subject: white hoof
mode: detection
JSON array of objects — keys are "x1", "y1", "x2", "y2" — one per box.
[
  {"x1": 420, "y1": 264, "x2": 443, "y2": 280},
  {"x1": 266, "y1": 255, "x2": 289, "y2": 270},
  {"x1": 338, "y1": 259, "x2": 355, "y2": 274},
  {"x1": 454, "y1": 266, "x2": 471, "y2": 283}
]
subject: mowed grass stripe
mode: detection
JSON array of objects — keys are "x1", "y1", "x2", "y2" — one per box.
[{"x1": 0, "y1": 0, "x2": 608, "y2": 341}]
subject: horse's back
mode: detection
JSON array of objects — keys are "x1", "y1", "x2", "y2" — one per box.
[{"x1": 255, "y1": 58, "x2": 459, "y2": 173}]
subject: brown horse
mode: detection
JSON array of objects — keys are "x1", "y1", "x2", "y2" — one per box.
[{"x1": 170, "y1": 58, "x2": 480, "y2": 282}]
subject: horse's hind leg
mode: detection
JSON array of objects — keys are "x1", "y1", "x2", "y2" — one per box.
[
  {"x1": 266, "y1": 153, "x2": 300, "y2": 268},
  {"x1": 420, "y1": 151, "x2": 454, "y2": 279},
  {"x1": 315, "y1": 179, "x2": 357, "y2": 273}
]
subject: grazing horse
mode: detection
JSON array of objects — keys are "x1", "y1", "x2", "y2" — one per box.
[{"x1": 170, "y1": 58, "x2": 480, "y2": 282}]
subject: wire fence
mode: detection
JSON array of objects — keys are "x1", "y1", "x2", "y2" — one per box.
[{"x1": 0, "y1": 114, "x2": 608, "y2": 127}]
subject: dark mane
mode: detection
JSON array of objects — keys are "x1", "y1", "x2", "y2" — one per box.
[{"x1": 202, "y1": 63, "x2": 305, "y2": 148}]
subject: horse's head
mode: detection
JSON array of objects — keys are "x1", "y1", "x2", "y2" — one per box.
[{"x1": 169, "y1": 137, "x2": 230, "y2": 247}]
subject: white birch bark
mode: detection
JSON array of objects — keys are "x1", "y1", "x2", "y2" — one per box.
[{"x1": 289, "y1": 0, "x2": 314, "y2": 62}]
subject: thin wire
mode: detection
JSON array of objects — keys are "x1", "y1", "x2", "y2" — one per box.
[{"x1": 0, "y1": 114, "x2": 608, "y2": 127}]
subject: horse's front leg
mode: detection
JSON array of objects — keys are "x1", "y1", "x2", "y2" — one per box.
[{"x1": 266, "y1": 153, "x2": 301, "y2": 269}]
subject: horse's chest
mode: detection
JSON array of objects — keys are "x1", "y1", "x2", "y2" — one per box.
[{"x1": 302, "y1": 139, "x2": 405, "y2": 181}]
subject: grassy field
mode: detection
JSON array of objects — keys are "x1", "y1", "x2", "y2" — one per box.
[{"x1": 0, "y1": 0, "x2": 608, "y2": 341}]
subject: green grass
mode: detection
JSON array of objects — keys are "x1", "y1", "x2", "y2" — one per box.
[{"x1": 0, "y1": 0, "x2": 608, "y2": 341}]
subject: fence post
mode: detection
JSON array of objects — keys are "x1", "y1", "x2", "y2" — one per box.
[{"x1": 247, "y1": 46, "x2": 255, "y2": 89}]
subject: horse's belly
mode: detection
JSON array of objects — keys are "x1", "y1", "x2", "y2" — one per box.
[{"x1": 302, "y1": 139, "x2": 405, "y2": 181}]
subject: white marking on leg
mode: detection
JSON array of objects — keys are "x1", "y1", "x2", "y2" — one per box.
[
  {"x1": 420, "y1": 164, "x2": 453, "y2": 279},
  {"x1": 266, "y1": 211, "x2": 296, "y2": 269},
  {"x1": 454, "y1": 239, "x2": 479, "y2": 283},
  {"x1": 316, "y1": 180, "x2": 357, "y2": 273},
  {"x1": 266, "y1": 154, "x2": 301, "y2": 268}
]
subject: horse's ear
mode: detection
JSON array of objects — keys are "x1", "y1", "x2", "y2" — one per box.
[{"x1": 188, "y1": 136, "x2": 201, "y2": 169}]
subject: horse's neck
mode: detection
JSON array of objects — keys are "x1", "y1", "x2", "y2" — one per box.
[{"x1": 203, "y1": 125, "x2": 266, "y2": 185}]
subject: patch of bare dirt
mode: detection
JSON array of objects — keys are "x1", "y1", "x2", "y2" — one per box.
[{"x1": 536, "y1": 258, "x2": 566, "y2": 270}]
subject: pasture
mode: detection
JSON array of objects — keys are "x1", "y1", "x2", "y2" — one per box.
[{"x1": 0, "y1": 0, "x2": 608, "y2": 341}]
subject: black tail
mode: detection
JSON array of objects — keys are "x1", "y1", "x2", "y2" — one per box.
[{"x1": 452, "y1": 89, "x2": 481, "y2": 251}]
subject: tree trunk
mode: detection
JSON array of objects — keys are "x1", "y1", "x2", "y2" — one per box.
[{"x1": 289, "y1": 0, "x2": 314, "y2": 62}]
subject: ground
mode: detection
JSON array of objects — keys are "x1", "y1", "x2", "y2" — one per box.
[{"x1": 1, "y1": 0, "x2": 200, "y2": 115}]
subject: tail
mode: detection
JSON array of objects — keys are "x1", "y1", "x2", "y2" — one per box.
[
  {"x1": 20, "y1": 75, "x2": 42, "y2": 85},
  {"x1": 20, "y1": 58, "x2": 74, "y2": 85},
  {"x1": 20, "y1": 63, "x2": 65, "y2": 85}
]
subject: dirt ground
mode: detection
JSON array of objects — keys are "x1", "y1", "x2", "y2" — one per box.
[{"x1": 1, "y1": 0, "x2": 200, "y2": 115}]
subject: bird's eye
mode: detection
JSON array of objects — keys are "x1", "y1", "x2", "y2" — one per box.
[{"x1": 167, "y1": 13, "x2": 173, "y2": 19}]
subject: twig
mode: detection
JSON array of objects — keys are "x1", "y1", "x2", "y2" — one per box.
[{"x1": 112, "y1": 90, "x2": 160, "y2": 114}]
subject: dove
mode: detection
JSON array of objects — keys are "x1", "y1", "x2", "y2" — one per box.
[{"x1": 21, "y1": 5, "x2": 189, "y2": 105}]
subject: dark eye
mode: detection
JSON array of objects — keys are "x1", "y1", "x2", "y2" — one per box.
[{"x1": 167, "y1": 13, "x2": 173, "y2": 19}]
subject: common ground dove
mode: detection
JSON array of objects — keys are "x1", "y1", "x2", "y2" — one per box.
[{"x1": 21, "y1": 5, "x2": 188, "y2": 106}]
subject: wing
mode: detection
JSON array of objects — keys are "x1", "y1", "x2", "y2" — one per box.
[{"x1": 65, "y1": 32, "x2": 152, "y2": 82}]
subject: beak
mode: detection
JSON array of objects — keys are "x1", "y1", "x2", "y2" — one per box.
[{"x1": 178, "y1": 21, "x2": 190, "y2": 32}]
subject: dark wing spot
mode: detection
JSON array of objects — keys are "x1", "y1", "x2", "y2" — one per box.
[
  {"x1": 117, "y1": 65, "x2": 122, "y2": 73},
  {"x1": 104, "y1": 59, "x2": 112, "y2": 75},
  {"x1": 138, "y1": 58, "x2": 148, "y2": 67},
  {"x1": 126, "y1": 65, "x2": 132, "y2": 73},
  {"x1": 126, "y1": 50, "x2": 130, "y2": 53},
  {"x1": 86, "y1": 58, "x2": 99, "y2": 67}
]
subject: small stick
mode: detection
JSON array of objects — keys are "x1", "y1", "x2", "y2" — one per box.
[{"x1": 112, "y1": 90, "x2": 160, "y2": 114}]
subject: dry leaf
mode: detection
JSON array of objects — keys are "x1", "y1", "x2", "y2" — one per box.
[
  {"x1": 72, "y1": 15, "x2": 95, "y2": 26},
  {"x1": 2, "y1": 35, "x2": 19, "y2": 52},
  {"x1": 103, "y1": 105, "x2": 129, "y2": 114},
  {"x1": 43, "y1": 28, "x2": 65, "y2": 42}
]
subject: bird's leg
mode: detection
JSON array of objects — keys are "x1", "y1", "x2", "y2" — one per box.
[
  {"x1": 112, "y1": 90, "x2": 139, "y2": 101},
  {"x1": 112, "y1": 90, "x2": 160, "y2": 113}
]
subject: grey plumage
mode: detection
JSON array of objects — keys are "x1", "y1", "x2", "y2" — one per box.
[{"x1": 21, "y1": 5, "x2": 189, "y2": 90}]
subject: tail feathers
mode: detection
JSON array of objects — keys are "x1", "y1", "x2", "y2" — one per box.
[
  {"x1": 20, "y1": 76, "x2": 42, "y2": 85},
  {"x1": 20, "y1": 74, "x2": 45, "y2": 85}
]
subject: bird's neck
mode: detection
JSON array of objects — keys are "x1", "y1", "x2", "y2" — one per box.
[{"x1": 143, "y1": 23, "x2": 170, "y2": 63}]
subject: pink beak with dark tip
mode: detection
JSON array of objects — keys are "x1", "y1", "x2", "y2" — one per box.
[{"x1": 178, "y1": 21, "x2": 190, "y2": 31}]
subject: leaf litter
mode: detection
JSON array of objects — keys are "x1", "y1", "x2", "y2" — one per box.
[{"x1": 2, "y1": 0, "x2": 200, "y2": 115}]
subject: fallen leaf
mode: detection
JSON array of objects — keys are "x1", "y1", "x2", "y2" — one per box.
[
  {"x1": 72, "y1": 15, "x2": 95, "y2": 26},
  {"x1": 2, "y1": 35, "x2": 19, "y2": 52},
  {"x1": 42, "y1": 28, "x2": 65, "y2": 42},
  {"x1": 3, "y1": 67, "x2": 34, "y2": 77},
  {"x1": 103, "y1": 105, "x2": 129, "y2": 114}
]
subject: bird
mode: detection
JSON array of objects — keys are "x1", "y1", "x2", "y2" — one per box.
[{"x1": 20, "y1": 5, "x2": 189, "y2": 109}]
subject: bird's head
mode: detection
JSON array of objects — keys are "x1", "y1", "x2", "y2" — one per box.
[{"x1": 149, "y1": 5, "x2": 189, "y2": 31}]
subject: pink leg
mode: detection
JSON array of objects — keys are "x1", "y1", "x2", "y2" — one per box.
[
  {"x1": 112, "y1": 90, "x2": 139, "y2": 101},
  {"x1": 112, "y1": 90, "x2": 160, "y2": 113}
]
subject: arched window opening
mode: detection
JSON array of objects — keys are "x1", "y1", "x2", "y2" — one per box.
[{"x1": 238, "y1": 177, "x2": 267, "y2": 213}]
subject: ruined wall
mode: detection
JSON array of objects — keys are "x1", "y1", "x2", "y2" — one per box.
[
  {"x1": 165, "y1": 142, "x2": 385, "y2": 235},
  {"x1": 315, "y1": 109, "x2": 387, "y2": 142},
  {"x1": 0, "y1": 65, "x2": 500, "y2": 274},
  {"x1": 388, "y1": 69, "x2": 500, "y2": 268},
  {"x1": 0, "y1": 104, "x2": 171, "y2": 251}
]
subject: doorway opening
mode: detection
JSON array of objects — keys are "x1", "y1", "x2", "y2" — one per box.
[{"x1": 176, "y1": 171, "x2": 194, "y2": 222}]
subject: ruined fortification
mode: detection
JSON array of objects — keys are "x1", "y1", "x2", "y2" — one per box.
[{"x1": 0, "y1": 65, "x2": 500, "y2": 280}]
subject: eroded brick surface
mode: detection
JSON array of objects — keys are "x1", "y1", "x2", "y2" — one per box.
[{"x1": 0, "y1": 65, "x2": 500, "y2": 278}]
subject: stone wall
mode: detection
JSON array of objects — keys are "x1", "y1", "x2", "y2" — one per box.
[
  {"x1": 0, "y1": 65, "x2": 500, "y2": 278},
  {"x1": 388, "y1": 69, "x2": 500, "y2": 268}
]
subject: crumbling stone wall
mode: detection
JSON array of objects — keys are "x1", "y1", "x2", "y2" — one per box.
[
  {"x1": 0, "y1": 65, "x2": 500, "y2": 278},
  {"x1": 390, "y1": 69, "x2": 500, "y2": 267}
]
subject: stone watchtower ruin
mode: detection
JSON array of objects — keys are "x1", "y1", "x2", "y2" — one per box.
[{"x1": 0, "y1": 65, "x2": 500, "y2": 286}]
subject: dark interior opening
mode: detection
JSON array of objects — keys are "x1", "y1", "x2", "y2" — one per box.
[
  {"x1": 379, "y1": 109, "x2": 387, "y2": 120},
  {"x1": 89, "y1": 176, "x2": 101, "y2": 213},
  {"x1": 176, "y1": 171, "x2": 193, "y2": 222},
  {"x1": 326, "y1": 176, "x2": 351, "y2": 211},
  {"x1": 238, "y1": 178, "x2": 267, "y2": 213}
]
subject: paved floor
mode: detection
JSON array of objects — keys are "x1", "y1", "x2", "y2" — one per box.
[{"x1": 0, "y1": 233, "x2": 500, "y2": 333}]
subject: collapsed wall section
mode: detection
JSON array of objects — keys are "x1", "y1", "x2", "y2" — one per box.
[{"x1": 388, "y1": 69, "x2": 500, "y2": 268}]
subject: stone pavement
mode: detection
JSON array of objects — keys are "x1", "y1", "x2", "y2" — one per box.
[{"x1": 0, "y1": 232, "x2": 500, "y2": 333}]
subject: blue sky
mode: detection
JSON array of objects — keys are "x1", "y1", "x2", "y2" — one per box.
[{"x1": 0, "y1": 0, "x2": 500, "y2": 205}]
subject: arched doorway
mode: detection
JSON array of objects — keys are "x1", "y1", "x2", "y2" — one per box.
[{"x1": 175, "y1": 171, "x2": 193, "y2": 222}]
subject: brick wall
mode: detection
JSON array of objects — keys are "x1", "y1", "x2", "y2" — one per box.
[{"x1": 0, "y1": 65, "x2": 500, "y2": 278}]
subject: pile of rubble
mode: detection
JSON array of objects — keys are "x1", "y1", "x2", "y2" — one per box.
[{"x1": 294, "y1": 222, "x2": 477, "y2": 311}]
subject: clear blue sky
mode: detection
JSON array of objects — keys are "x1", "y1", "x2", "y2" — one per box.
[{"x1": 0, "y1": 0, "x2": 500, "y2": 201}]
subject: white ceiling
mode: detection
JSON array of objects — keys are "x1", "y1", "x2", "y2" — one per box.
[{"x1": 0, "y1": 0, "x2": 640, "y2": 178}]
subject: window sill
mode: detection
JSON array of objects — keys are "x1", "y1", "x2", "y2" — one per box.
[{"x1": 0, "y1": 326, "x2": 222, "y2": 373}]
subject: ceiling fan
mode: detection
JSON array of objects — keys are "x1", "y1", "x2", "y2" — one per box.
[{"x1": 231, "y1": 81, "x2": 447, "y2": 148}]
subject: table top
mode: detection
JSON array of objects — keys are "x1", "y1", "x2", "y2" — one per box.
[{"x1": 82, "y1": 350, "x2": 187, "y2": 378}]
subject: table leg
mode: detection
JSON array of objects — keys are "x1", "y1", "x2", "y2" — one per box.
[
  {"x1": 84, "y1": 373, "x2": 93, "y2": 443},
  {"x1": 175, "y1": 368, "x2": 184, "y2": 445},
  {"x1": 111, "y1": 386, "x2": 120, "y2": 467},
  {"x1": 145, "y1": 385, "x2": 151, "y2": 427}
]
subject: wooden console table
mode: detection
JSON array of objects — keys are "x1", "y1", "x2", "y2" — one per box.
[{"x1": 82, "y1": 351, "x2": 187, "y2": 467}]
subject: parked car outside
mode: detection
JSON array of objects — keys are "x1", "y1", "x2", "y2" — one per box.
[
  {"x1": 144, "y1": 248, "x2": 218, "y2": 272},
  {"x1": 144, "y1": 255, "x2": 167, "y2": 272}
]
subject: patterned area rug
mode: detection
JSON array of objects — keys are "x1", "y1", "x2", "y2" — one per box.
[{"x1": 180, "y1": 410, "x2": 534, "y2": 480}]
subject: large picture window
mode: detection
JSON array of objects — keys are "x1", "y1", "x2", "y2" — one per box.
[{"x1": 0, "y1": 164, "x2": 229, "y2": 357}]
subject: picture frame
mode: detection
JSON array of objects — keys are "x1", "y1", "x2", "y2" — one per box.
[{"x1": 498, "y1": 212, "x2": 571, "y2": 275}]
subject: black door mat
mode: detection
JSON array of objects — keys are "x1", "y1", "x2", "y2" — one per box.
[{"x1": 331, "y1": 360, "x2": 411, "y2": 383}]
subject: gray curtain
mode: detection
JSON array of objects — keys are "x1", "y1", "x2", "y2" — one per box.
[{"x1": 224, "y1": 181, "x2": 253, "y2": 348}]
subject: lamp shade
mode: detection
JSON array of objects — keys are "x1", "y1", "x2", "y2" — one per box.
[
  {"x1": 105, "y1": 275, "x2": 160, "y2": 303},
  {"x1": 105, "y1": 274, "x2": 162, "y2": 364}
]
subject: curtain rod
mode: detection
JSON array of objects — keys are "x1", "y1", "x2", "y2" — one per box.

» **Given request**
Quote, word for word, the lines of the records above, from the line holding "subject: curtain rod" through the end of the records, both included.

» **Exercise output**
subject: curtain rod
mode: detection
JSON array of objects — keys are "x1", "y1", "x2", "y2" — one per box.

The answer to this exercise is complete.